Qué se pide:
1) Responde a partir del texto sobre El Greco:
(a) ¿En qué ciudad nació el pintor?
(b) ¿Quién lo invitó a trasladarse a Toledo?
(c) ¿Qué obra para El Escorial no gustó a Felipe II?
2) Reproduce el pasaje del texto sobre El Greco que empieza con "Doménicos Theotocópoulos, conocido" y sigue hasta "en su pintura.".

Texto del documento:

========================================

Doménicos Theotocópoulos, conocido como “El
Greco”, nació en Candía, hoy Heraklion, actual Grecia, en 1541, y murió en
Toledo, España el 7 de abril de 1614. Aunque nacido en Creta, isla que en
aquella época pertenecía a la
República de Venecia, El Greco desarrolló su peculiar estilo
y la mayor parte de su trayectoria artística en España. Se formó en su isla
natal como pintor de iconos, antes de trasladarse a Venecia, donde conoció la
obra de Tiziano y Tintoretto, artistas que, junto con Miguel Ángel, fueron los
que más influyeron en su pintura.
A
partir de 1570, tras una estancia de siete años en Roma, El Greco se trasladó a
Toledo por invitación del canónigo Diego de Castilla, quien le encargó un
retablo para la iglesia de Santo Domingo el Antiguo. Llevaba diez años en
Toledo cuando Felipe II le encomendó una obra para el monasterio de El
Escorial; pero El martirio de San Mauricio no gustó al soberano español, quien
ya nunca volvió a contar con el artista.

========================================

Fragmentos de datos:
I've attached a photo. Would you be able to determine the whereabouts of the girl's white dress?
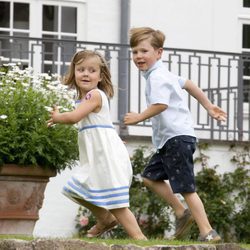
[63,89,132,209]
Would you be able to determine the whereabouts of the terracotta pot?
[0,164,56,235]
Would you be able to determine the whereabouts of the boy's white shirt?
[142,60,195,149]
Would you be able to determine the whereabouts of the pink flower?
[79,216,89,227]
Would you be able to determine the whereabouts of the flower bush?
[0,64,78,172]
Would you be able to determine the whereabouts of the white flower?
[0,115,8,120]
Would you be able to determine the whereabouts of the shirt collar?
[142,59,162,80]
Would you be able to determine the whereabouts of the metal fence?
[0,35,250,141]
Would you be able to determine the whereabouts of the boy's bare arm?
[124,104,168,125]
[184,80,227,121]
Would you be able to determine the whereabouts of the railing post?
[118,0,130,136]
[237,54,244,141]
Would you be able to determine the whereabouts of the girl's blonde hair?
[64,50,114,99]
[130,27,165,49]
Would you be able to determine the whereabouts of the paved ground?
[0,239,244,250]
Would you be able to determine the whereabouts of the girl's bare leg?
[76,199,116,229]
[110,207,147,240]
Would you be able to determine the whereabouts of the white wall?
[131,0,242,52]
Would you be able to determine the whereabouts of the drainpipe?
[118,0,130,136]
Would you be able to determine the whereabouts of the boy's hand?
[207,105,227,122]
[123,112,141,125]
[47,106,60,127]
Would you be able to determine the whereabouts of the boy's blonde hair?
[64,50,114,99]
[130,27,165,49]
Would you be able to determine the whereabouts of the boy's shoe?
[174,209,194,240]
[198,229,221,242]
[86,220,118,238]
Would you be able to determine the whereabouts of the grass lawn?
[0,235,250,249]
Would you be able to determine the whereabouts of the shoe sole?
[86,221,118,238]
[174,216,194,240]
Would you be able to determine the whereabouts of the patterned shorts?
[142,135,196,193]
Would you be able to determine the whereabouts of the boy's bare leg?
[182,192,212,236]
[143,178,185,218]
[110,208,147,240]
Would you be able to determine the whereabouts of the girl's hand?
[207,105,227,122]
[124,112,140,125]
[47,105,60,127]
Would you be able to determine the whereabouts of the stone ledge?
[0,239,244,250]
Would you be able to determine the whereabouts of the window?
[242,24,250,103]
[243,0,250,8]
[42,5,77,73]
[0,1,30,61]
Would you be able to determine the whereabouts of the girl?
[48,50,146,239]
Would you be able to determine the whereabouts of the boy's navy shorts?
[142,135,196,193]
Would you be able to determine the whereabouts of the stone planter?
[0,164,56,236]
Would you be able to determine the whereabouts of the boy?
[124,27,227,242]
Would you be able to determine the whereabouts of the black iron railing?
[0,35,250,141]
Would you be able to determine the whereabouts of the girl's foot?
[86,220,118,238]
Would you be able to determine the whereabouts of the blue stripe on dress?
[78,124,114,132]
[63,187,129,206]
[68,182,128,200]
[72,177,129,193]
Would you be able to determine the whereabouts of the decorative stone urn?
[0,164,56,236]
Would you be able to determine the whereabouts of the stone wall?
[0,239,244,250]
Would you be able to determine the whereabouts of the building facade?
[0,0,250,236]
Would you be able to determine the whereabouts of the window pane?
[0,31,11,58]
[243,61,250,76]
[43,5,58,31]
[242,24,250,49]
[61,36,76,75]
[61,7,77,33]
[42,35,58,61]
[14,3,30,29]
[243,80,250,103]
[12,32,29,59]
[0,1,10,28]
[243,0,250,7]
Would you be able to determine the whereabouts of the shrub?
[0,65,78,172]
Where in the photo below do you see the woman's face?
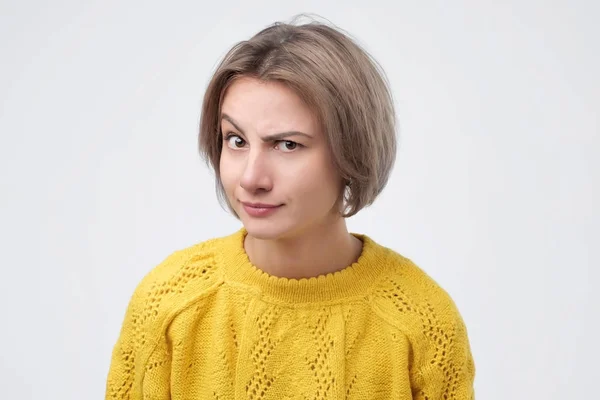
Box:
[220,77,343,239]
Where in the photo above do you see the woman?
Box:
[106,18,474,400]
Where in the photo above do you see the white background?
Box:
[0,0,600,400]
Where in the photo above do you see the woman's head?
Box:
[199,18,396,241]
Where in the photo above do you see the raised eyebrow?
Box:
[221,113,312,142]
[221,113,245,135]
[262,131,312,142]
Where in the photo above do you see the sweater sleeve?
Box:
[106,282,143,400]
[105,256,178,400]
[410,299,475,400]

========================================

Ejercicio resuelto:
1)
(a) En Candía, hoy Heraklion.
(b) El canónigo Diego de Castilla.
(c) El martirio de San Mauricio.

2)
Doménicos Theotocópoulos, conocido como “El
Greco”, nació en Candía, hoy Heraklion, actual Grecia, en 1541, y murió en
Toledo, España el 7 de abril de 1614. Aunque nacido en Creta, isla que en
aquella época pertenecía a la
República de Venecia, El Greco desarrolló su peculiar estilo
y la mayor parte de su trayectoria artística en España. Se formó en su isla
natal como pintor de iconos, antes de trasladarse a Venecia, donde conoció la
obra de Tiziano y Tintoretto, artistas que, junto con Miguel Ángel, fueron los
que más influyeron en su pintura.